Work instructions
Copy out all of the material below word for word, line by line, in its original order.

------ Supplied information

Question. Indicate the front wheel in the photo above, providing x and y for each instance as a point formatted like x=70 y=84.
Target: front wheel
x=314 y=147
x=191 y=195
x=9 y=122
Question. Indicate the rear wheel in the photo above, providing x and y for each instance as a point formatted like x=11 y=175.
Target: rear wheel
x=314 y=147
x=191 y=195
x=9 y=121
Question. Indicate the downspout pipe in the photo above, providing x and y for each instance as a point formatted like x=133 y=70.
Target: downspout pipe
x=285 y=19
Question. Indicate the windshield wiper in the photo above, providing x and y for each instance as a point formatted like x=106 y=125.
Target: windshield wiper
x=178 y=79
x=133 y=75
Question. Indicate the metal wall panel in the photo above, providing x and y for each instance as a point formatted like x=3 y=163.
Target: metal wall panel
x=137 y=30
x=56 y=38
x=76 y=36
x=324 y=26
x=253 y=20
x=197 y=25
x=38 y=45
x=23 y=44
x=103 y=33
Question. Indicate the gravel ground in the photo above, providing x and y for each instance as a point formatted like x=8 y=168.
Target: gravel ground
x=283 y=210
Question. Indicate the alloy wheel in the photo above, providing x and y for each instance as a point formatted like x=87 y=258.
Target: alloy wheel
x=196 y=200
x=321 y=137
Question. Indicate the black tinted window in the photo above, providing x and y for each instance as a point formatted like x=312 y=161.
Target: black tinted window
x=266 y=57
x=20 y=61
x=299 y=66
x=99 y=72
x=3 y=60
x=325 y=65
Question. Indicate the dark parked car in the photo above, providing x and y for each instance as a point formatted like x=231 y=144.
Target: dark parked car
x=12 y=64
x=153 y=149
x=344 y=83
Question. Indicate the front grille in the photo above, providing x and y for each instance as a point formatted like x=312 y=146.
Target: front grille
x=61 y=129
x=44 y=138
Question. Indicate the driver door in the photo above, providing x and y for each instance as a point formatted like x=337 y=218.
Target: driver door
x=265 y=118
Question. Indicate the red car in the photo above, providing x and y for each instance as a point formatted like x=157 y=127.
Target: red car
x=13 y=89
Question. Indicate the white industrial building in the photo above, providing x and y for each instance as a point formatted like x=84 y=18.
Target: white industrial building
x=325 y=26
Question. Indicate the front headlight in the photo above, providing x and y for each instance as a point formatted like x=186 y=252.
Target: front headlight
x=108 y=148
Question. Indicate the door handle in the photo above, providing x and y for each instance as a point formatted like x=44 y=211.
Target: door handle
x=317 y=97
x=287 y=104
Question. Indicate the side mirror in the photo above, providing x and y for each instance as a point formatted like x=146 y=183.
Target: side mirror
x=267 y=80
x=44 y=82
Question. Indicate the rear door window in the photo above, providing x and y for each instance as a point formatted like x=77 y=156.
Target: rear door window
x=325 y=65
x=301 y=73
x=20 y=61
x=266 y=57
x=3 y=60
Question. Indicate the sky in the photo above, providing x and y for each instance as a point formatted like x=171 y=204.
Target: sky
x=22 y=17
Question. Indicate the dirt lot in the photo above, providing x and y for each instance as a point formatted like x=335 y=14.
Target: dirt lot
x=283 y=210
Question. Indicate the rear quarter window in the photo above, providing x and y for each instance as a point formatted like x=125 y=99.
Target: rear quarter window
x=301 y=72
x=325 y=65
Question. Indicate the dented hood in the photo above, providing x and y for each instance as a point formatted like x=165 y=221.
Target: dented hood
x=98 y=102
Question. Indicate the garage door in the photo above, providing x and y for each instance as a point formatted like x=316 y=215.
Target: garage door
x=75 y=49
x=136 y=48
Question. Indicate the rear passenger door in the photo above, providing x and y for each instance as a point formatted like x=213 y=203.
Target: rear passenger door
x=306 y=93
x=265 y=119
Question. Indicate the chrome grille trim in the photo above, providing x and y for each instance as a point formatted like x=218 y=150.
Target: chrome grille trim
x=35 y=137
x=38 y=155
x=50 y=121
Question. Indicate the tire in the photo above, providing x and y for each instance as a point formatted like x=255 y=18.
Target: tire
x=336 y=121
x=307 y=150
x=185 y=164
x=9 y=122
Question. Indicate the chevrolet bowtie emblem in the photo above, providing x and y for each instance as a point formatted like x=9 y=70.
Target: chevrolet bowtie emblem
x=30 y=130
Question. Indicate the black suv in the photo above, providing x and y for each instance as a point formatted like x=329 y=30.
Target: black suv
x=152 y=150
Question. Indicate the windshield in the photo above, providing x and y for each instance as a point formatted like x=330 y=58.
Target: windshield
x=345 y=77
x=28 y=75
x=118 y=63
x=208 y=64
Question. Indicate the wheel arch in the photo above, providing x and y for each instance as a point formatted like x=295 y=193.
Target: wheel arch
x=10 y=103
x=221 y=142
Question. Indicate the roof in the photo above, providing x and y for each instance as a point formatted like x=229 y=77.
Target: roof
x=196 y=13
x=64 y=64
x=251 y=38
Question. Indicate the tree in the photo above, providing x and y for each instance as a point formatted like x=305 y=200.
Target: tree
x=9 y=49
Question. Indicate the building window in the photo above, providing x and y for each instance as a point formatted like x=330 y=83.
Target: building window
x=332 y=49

------------

Response
Question. Indicate the front wheel in the photo above, providing x and y for each instance as a point formatted like x=70 y=84.
Target: front wheel
x=314 y=147
x=191 y=195
x=9 y=122
Question. Indicate the rear wheel in the photo above, providing x and y for each instance as a point formatted like x=11 y=175.
Target: rear wheel
x=314 y=147
x=191 y=195
x=9 y=121
Question. Indicate the downspout pipe in the photo above, providing x and y for each instance as a point formatted like x=133 y=70.
Target: downspout pipe
x=285 y=19
Question. Indicate the windshield wiper in the photo above, providing x and y for each instance as a point formatted like x=106 y=125.
Target: windshield wiper
x=178 y=79
x=133 y=75
Question. Indicate the metal wall panel in the photo above, providing x and y for each instance as a point formatted like x=3 y=163.
Target: metal wall panel
x=137 y=30
x=56 y=38
x=76 y=36
x=324 y=26
x=253 y=20
x=197 y=25
x=38 y=45
x=23 y=44
x=103 y=33
Question. Indicate the gravel ground in the photo above, providing x and y for each instance as a point formatted like x=8 y=168.
Target: gravel ground
x=283 y=210
Question. Indicate the alloy wheel in the photo above, providing x and y for each instance as a point formatted like x=87 y=258.
Target: alloy wheel
x=196 y=200
x=321 y=137
Question. Indicate the black tinted window in the photo above, providing x and y for each instance as a point formatted like x=312 y=161.
Target: black tinted window
x=266 y=57
x=20 y=61
x=299 y=66
x=99 y=72
x=3 y=60
x=325 y=65
Question. Indicate the dark parked car in the photo above, providing x and y for each instance as a point formatted like x=231 y=144.
Target: dark parked car
x=12 y=64
x=153 y=149
x=344 y=83
Question. Indicate the front grille in the photo above, providing x and y for each instance as a point formatted like x=312 y=146.
Target: front grille
x=61 y=129
x=44 y=138
Question. Indicate the driver door in the photo above, providing x and y for each instance as a point formatted like x=337 y=218.
Target: driver door
x=265 y=118
Question. Indicate the red car in the photo above, providing x and y for each instance as a point formatted like x=157 y=127.
Target: red car
x=13 y=89
Question. Indicate the white industrial building in the photo above, providing x and y for each instance as a point formatted like x=84 y=18.
Target: white industrial building
x=325 y=26
Question. Indicate the front headlight in the photo above, providing x and y for each instance as a point formatted like x=186 y=252.
Target: front headlight
x=108 y=148
Question. Indicate the door handle in the photo above, providing x and y for each instance as a point formatted like x=44 y=211.
Target: door handle
x=317 y=97
x=287 y=104
Question. Indicate the side mirror in the photo above, providing x and y for each instance as a point formatted like x=146 y=183.
Target: side mirror
x=267 y=80
x=44 y=82
Question. Indicate the rear door window in the photo above, providing x and y for each instance as a point formatted like x=77 y=156.
Target: rear door window
x=325 y=65
x=301 y=73
x=20 y=61
x=266 y=57
x=3 y=60
Question. Indicate the sky in the photo above, providing x and y for each instance as a point formatted like x=171 y=204.
Target: sky
x=22 y=17
Question. Indicate the dirt lot in the photo above, providing x and y for each instance as a point formatted like x=335 y=14.
Target: dirt lot
x=283 y=210
Question. Indicate the rear quarter window in the photo above, providing x and y for each instance as a point formatted like x=125 y=99.
Target: rear quarter window
x=301 y=72
x=325 y=65
Question. Indicate the dented hood in the photo above, providing x and y for each instance as a point formatted like x=165 y=221.
Target: dented hood
x=98 y=102
Question. Indicate the garage door in the photo above, providing x and y for each instance as a point formatted like x=316 y=215.
Target: garage door
x=75 y=49
x=136 y=48
Question. Indicate the rear passenger door in the photo above, providing x and y for each instance as a point formatted like x=213 y=203.
Target: rear passenger door
x=306 y=93
x=265 y=119
Question. Indicate the chrome grille trim in the photo above, providing x and y for each instance as a point formatted like x=218 y=150.
Target: chrome grille trim
x=35 y=137
x=38 y=155
x=50 y=121
Question. Indicate the tire in the photo above, providing x and y for each instance as a point formatted like x=255 y=18.
Target: tire
x=336 y=121
x=307 y=150
x=185 y=164
x=9 y=122
Question. Indicate the chevrolet bowtie emblem in the photo above, providing x and y for each instance as a point formatted like x=9 y=70.
Target: chevrolet bowtie emblem
x=30 y=130
Question. Indicate the black suv in the photo above, providing x and y for each instance as a point formatted like x=329 y=30.
Target: black suv
x=152 y=150
Question. Indicate the windshield in the photo above, providing x and y for each instance as a point formatted like x=330 y=58.
Target: windshield
x=345 y=77
x=28 y=75
x=118 y=63
x=208 y=64
Question. Indicate the wheel arch in the photo above, providing x and y for each instance as a point formatted like x=295 y=193.
Target: wheel arch
x=10 y=103
x=221 y=142
Question. Indicate the roof in the photo above, providing x and y for each instance as a point formatted like x=229 y=77.
Target: roof
x=196 y=13
x=64 y=64
x=251 y=38
Question. Indicate the tree in the photo above, providing x and y for each instance as a point formatted like x=305 y=200.
Target: tree
x=9 y=49
Question. Indicate the building window in the photo above, providing x and y for each instance as a point formatted like x=330 y=83.
Target: building window
x=332 y=49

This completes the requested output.